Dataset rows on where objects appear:

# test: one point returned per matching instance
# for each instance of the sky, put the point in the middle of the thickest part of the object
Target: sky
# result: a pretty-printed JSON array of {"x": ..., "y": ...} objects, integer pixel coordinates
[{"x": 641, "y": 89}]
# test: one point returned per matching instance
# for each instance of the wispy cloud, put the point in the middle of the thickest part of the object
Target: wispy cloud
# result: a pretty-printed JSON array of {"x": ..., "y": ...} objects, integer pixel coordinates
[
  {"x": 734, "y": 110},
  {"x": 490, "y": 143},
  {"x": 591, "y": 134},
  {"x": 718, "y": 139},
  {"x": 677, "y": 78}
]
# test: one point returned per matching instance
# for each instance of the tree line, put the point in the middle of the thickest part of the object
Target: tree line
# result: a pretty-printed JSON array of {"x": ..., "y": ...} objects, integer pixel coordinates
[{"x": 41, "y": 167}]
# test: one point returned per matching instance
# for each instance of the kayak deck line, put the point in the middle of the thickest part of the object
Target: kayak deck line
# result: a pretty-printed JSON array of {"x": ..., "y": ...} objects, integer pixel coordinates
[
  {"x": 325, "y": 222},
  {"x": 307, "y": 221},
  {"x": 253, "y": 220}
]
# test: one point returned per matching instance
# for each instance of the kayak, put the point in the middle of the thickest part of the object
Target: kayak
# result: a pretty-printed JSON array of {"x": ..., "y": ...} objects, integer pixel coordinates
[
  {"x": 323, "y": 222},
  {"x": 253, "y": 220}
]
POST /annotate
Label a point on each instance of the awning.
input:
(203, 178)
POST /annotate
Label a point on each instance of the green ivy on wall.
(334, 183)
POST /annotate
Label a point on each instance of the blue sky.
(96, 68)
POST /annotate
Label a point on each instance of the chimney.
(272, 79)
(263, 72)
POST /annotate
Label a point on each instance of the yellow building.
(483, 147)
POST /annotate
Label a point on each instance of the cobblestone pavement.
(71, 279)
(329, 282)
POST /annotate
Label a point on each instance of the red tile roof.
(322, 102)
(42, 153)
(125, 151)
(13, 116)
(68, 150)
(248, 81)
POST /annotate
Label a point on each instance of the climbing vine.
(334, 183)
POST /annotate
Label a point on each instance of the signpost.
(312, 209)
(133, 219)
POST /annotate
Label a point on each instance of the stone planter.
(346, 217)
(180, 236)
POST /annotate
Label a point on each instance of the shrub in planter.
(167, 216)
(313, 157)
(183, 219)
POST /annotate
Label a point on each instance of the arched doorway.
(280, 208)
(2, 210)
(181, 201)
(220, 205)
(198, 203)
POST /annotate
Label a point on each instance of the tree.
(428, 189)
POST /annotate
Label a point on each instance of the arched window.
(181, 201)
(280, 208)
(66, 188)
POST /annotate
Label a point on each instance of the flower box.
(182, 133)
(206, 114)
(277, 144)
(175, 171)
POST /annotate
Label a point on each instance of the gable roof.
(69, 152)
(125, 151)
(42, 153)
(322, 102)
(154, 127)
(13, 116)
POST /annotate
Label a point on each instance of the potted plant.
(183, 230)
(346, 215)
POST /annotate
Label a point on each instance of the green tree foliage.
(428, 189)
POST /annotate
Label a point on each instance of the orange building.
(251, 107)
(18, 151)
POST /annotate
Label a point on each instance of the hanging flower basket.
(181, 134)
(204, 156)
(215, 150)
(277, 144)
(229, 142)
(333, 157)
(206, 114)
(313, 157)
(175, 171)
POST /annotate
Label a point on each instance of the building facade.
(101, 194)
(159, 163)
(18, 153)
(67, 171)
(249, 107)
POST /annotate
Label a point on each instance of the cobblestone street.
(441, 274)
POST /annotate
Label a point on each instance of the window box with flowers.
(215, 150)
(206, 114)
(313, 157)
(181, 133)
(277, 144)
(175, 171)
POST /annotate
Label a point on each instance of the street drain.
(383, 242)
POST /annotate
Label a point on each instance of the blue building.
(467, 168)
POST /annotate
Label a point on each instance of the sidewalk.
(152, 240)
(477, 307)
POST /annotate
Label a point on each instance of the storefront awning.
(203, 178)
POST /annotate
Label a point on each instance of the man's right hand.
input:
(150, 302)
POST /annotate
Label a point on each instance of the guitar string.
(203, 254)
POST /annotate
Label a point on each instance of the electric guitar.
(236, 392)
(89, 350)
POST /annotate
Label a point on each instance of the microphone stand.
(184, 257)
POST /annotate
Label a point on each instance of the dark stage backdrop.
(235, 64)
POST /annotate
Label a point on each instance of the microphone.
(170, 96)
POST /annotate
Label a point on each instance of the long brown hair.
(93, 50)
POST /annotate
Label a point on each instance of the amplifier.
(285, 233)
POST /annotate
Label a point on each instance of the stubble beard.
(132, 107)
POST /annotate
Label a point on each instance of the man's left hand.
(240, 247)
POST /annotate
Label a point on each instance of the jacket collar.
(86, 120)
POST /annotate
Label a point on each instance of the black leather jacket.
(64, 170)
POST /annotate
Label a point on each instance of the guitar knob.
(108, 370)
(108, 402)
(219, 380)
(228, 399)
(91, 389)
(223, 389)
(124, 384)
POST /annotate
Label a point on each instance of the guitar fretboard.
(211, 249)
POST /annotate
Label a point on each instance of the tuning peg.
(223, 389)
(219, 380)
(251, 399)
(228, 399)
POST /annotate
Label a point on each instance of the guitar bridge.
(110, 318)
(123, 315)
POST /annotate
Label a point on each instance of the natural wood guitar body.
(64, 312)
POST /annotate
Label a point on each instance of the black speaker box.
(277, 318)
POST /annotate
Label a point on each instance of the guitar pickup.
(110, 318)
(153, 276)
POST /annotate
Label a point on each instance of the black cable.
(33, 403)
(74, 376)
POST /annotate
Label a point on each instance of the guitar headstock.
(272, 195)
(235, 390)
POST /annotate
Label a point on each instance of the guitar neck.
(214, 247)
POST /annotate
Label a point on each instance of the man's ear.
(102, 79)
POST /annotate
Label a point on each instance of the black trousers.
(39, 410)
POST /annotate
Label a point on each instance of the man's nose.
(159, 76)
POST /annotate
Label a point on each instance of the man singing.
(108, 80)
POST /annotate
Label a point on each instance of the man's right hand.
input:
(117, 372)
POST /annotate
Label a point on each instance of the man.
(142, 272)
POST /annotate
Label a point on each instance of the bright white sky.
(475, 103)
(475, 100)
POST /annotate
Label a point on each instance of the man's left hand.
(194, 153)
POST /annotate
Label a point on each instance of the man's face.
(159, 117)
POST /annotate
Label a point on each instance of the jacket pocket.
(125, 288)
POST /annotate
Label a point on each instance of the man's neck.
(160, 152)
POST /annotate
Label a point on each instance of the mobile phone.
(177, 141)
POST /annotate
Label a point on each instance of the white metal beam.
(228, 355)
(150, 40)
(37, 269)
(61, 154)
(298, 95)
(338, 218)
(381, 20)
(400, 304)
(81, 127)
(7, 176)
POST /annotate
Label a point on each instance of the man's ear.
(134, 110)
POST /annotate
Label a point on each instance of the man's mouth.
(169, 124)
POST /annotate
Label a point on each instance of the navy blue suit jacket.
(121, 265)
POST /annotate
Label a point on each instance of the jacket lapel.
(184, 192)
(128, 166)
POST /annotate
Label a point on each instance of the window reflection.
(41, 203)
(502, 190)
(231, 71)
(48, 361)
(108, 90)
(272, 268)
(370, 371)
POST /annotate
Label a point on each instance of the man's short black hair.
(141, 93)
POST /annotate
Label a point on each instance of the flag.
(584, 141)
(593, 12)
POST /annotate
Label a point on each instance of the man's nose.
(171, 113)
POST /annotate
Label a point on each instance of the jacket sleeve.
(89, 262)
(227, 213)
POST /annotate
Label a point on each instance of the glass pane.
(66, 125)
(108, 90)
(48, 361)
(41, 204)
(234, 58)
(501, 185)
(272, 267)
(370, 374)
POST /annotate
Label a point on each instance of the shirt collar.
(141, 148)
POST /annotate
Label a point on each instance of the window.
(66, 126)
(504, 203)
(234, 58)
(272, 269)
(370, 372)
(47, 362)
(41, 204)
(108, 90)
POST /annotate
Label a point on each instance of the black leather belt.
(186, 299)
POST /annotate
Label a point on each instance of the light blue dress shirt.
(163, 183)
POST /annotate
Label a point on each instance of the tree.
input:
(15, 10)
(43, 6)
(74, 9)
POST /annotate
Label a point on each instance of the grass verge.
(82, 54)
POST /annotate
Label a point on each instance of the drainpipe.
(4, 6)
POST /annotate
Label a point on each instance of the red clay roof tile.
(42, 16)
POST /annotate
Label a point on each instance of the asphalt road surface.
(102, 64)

Instructions to follow —
Gather every line in the rows above that contains the string "black". Matching is case-sensitive.

Written response —
Label a point on each instance of the black leather jacket.
Label a point on each instance of the black speaker box.
Label a point on each instance of the black cable.
Label a point on each instance of the black trousers.
Label a point on each instance of the man's short black hair.
Label a point on each instance of the black leather belt.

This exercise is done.